>> BEGIN Exercise data

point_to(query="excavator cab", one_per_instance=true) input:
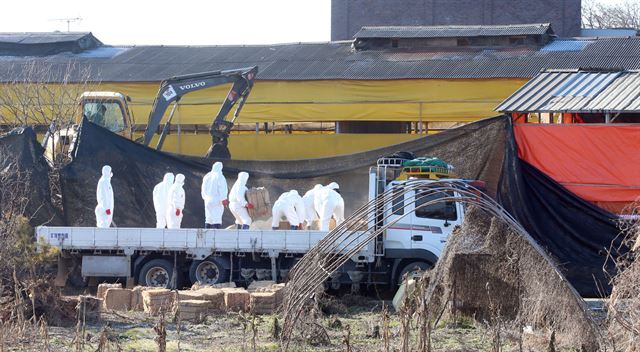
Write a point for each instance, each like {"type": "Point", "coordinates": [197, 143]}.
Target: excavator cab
{"type": "Point", "coordinates": [109, 110]}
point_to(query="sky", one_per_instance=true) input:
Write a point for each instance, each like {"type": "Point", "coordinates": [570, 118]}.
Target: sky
{"type": "Point", "coordinates": [178, 22]}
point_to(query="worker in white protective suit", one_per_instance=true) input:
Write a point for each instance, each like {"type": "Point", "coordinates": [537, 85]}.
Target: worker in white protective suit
{"type": "Point", "coordinates": [309, 205]}
{"type": "Point", "coordinates": [161, 199]}
{"type": "Point", "coordinates": [291, 207]}
{"type": "Point", "coordinates": [214, 193]}
{"type": "Point", "coordinates": [175, 203]}
{"type": "Point", "coordinates": [238, 202]}
{"type": "Point", "coordinates": [104, 196]}
{"type": "Point", "coordinates": [328, 203]}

>> END Exercise data

**What you will do**
Reproduce all of the data above word for word, leaving out the picture.

**Response to the exercise**
point_to(query="excavator cab", one_per_instance=true) input:
Write a point for each instance, each like {"type": "Point", "coordinates": [197, 143]}.
Target: excavator cab
{"type": "Point", "coordinates": [109, 110]}
point_to(query="sky", one_per_instance=true) input:
Write a point for each instance, each like {"type": "Point", "coordinates": [570, 118]}.
Target: sky
{"type": "Point", "coordinates": [178, 22]}
point_to(query="worker in white protective suit", one_per_instance=true) input:
Write a point for each instance, each like {"type": "Point", "coordinates": [537, 85]}.
Target: worker in white protective suit
{"type": "Point", "coordinates": [309, 205]}
{"type": "Point", "coordinates": [161, 199]}
{"type": "Point", "coordinates": [291, 207]}
{"type": "Point", "coordinates": [214, 193]}
{"type": "Point", "coordinates": [175, 203]}
{"type": "Point", "coordinates": [238, 202]}
{"type": "Point", "coordinates": [104, 196]}
{"type": "Point", "coordinates": [328, 203]}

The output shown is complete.